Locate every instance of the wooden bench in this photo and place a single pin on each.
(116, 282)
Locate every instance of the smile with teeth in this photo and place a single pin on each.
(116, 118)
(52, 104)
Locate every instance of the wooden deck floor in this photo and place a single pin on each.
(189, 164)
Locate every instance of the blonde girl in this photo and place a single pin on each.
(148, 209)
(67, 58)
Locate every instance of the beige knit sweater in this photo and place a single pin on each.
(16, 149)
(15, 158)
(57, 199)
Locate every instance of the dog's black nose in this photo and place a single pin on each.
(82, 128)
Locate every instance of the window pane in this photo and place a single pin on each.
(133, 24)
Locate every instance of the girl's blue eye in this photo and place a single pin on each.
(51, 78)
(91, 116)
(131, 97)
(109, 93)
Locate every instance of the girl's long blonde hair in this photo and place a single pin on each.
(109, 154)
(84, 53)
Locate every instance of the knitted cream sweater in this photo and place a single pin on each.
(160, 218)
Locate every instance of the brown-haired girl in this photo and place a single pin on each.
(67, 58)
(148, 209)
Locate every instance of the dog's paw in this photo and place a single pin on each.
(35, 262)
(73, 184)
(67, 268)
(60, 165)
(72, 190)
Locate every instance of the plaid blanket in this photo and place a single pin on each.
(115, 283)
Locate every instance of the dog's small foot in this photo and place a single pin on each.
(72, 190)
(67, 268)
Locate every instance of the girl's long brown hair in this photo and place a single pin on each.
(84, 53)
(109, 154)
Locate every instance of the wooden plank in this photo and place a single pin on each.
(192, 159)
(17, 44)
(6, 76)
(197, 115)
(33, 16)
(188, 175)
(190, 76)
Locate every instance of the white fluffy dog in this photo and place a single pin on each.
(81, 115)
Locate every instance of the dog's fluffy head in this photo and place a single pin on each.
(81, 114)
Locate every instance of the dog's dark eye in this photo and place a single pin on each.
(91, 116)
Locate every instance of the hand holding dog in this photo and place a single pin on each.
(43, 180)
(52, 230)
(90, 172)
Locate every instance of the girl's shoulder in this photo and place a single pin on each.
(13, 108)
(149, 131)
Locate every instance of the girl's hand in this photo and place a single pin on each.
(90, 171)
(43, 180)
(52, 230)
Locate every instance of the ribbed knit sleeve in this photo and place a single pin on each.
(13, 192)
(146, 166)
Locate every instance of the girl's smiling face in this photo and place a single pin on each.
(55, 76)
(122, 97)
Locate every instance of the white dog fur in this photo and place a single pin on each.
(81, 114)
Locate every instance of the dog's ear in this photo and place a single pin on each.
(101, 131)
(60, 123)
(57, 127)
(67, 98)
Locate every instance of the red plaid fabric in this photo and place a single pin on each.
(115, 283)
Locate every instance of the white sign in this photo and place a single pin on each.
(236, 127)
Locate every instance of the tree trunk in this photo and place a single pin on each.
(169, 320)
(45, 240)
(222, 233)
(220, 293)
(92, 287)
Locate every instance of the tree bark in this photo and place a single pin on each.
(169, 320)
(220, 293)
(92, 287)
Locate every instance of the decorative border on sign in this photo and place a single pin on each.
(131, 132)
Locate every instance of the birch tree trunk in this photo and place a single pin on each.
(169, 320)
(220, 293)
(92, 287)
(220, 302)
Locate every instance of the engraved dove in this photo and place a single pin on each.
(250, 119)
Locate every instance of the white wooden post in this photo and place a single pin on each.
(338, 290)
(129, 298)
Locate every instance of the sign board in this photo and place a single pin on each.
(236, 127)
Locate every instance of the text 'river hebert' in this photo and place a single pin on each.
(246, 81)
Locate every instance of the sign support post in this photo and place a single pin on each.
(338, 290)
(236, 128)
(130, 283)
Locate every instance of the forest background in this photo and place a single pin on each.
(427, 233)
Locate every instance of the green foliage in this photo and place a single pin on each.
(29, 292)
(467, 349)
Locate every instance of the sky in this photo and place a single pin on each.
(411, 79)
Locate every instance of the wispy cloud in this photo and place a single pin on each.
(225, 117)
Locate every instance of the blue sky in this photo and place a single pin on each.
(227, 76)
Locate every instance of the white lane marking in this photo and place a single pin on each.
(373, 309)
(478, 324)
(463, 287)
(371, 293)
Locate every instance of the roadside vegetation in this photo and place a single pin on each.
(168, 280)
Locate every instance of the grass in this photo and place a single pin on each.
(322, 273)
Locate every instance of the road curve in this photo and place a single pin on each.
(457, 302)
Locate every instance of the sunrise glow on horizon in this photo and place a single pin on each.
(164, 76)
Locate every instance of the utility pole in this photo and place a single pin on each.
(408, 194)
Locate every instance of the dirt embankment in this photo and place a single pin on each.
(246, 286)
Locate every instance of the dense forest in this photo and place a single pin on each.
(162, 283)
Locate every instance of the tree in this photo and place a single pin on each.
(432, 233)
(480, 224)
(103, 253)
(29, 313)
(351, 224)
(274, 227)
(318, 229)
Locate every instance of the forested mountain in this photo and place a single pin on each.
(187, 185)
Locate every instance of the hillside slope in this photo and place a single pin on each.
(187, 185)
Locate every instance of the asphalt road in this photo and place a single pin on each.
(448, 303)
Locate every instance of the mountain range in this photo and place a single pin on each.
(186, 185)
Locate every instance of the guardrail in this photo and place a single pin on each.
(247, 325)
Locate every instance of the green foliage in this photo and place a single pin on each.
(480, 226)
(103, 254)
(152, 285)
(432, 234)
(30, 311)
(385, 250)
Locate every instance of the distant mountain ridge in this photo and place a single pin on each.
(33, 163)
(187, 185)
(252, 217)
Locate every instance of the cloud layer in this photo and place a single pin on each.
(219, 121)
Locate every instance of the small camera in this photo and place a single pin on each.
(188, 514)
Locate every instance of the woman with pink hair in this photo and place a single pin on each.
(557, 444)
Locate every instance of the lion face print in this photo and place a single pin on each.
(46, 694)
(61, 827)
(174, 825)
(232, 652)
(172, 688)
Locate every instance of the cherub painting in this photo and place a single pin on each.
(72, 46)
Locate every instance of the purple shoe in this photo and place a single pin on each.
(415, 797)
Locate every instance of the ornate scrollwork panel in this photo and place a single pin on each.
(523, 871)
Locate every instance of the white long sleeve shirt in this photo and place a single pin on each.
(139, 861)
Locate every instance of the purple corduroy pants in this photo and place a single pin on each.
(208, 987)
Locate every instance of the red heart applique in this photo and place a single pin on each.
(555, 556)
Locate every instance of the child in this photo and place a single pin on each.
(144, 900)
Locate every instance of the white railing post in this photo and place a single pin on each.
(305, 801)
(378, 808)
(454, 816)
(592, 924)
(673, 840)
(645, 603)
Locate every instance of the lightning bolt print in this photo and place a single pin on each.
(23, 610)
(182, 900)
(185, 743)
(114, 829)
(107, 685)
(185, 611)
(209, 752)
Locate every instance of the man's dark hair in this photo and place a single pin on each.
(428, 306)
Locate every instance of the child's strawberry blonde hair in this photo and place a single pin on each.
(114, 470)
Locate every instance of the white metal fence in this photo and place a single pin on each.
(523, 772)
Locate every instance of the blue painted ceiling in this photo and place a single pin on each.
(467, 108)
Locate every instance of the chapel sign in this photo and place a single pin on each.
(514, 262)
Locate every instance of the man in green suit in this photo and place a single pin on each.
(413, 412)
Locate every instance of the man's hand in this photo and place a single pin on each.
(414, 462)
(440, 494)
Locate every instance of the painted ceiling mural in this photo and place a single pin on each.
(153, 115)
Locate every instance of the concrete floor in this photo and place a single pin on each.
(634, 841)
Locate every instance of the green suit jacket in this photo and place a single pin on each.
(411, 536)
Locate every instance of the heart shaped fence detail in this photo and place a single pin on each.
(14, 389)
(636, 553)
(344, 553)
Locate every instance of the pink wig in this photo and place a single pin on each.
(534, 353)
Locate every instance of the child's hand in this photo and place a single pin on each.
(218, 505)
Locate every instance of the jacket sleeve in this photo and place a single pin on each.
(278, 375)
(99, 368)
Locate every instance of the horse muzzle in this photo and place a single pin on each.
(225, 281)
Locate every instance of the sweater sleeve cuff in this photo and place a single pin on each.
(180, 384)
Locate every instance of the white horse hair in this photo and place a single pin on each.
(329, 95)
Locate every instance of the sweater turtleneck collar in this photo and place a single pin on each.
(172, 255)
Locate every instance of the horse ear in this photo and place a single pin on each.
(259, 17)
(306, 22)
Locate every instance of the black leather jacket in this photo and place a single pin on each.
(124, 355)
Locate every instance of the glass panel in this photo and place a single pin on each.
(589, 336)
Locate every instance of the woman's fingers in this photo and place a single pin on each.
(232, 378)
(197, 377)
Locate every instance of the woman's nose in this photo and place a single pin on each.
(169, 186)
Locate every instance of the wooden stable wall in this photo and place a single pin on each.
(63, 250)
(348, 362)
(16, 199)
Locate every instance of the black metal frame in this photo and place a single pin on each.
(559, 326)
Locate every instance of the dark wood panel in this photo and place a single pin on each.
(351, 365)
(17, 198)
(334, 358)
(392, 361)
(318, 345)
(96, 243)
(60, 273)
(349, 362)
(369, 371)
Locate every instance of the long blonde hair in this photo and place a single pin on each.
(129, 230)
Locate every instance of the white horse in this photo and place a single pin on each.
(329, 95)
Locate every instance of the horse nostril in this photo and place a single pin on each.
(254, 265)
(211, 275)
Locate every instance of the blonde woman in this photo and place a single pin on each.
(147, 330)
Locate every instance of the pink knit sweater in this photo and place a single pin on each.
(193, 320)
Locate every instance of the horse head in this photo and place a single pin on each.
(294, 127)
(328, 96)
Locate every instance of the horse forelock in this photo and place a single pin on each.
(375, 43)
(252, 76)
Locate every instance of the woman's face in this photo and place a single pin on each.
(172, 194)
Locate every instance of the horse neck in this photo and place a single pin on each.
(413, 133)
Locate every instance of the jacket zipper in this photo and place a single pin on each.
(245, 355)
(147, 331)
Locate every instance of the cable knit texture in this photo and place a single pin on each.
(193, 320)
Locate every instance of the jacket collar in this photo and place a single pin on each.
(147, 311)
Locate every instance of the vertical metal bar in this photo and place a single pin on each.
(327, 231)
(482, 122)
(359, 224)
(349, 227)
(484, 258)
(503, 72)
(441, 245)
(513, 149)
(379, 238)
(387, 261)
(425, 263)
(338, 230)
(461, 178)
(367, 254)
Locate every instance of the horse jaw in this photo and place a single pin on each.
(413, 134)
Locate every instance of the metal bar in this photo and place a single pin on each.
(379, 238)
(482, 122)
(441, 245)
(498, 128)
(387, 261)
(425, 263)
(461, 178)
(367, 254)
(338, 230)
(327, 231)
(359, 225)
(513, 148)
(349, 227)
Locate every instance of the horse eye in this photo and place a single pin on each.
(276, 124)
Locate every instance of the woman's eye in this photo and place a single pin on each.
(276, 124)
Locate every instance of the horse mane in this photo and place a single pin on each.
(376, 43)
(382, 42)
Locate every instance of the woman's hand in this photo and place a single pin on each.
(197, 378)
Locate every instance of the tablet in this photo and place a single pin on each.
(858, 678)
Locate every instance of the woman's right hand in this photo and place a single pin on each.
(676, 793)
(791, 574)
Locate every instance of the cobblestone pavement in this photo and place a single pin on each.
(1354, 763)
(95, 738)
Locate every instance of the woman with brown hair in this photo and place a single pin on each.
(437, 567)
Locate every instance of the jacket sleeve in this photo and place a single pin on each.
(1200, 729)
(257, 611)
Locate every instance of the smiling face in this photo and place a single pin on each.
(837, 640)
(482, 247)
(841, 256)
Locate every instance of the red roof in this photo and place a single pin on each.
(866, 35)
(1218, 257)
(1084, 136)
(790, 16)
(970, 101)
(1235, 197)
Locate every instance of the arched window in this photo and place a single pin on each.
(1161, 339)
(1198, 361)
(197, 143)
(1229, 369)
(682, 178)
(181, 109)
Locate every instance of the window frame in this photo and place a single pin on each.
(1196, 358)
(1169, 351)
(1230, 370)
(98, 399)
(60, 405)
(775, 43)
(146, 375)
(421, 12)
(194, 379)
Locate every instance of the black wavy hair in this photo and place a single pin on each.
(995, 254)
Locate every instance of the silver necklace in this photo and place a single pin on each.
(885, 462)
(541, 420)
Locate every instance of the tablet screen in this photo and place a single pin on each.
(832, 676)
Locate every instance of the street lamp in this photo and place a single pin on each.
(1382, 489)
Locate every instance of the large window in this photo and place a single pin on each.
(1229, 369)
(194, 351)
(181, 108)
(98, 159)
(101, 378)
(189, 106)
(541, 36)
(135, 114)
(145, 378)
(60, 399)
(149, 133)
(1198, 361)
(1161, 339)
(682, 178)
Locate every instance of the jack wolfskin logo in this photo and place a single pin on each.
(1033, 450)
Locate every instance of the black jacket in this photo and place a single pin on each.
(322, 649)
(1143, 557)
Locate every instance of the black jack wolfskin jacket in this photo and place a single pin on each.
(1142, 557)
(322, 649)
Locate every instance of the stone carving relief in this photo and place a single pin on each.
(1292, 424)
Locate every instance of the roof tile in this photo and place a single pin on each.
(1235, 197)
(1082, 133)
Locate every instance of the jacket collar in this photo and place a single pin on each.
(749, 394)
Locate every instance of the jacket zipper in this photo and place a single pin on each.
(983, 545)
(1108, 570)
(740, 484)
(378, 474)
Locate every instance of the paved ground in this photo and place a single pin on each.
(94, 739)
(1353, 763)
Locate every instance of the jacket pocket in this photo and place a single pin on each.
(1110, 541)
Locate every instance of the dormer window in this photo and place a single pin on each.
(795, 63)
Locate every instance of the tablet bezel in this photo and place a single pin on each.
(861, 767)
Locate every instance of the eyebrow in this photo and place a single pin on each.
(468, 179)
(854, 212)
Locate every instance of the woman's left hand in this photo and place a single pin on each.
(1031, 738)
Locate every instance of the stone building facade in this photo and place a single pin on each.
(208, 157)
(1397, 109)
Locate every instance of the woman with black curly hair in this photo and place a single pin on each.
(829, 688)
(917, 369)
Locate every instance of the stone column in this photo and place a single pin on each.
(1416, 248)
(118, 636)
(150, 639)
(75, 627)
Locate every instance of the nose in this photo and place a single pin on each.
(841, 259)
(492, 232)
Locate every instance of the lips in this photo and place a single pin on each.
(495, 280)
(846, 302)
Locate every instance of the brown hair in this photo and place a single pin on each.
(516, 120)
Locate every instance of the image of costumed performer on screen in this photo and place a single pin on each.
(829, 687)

■ Instructions to follow: Transcribe word for word the lines from the one holding "Locate every instance of the woman with black" to the last line of the listing above, inclusive.

■ The answer:
Locate every instance of the woman with black curly hair in this photo and place a single pin on each.
(829, 688)
(917, 369)
Locate every instance of the stone column in this photo and place a single pin on each.
(1416, 248)
(118, 636)
(150, 639)
(75, 627)
Locate every instance of the nose in this photo and place a single pin on each.
(841, 259)
(492, 232)
Locate every instance of the lips in this photo and place a single pin on each.
(495, 280)
(846, 302)
Locate every instance of the brown hair in this photo and place a single pin on each.
(516, 120)
Locate every instance of the image of costumed performer on screen in this photo and place a single pin on each.
(829, 687)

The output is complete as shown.